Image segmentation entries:
<<<<

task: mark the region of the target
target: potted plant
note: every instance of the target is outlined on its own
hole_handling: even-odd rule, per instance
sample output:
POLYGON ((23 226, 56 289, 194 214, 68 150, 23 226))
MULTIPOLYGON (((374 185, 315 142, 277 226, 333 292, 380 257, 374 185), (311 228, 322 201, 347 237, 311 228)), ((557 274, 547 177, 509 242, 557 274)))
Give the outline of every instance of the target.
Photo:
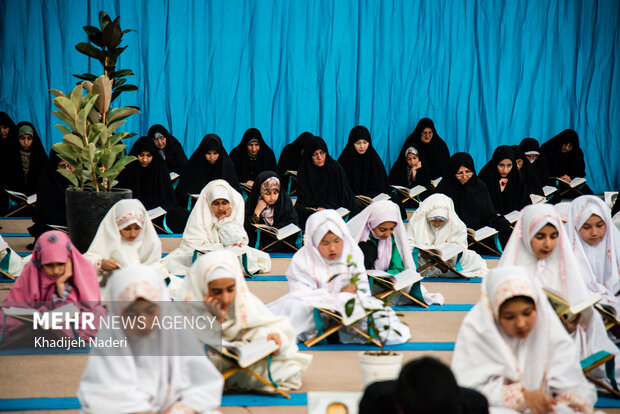
POLYGON ((120 47, 122 37, 131 30, 121 30, 120 18, 111 21, 104 12, 99 13, 99 25, 101 29, 84 27, 94 46, 78 43, 76 49, 99 60, 104 74, 74 75, 82 81, 67 94, 50 90, 58 109, 53 114, 64 122, 56 125, 64 136, 53 149, 72 168, 58 170, 71 183, 66 193, 67 225, 71 240, 82 252, 90 246, 109 208, 122 198, 131 198, 131 190, 114 186, 123 168, 136 159, 125 155, 122 140, 136 134, 117 130, 126 118, 140 112, 133 106, 111 108, 122 92, 137 90, 125 84, 125 77, 133 75, 131 70, 115 70, 118 57, 127 48, 120 47))
MULTIPOLYGON (((352 261, 352 256, 347 256, 347 276, 351 284, 357 284, 360 280, 360 274, 357 270, 357 264, 352 261)), ((340 274, 334 275, 330 278, 330 281, 340 276, 340 274)), ((368 302, 364 300, 360 293, 366 292, 364 289, 357 289, 355 291, 355 297, 349 299, 344 305, 344 311, 347 317, 351 316, 355 311, 356 306, 361 306, 364 312, 368 315, 366 322, 368 325, 368 343, 376 340, 380 346, 377 350, 360 351, 358 358, 360 361, 360 367, 362 371, 362 382, 364 388, 375 381, 391 380, 398 377, 400 368, 403 361, 403 354, 397 353, 391 349, 386 349, 387 332, 393 330, 394 333, 401 336, 401 333, 396 329, 392 329, 392 318, 388 318, 388 323, 385 324, 382 329, 379 328, 375 319, 373 318, 373 312, 376 311, 376 307, 369 306, 368 302), (381 330, 385 331, 386 335, 381 335, 381 330)), ((383 299, 374 298, 383 302, 383 307, 389 307, 392 299, 398 295, 398 292, 394 292, 383 299)), ((397 313, 396 316, 403 316, 397 313)))

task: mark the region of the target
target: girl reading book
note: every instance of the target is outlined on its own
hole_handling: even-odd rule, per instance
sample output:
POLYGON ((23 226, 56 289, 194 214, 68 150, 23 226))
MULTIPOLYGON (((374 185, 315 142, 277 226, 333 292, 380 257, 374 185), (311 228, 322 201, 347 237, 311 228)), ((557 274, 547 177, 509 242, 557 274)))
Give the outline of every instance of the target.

>>>>

Reproduce the stretch from the start of the records through the line containing "POLYGON ((120 47, 122", requests included, and move every coordinate in the answers by adding 45 to it, keeping all other numbers unchanged. Leave the pictures out of your reply.

| Solved problem |
task: mark the region of the target
target: potted plant
note: every instance of the target is outlined on its own
hole_handling: even-odd rule, per instance
sample output:
POLYGON ((23 226, 56 289, 194 214, 68 150, 23 226))
MULTIPOLYGON (((374 185, 315 142, 277 226, 333 292, 380 257, 374 185), (311 228, 322 201, 347 237, 311 228)), ((557 274, 547 177, 509 242, 557 274)))
Give the outline of every instance of the target.
Photo:
POLYGON ((165 92, 167 82, 176 75, 166 75, 165 63, 156 66, 149 57, 144 58, 144 70, 146 74, 129 72, 139 91, 123 88, 121 94, 144 105, 149 119, 119 120, 127 126, 112 139, 95 135, 103 154, 98 159, 109 167, 101 170, 109 181, 98 194, 117 213, 103 215, 116 228, 111 238, 112 270, 116 285, 127 297, 135 291, 154 253, 167 243, 176 243, 176 235, 159 231, 168 213, 181 204, 170 200, 167 185, 181 179, 162 175, 171 163, 185 157, 178 151, 156 153, 167 137, 182 135, 170 129, 170 122, 178 120, 176 115, 160 115, 163 102, 172 93, 165 92))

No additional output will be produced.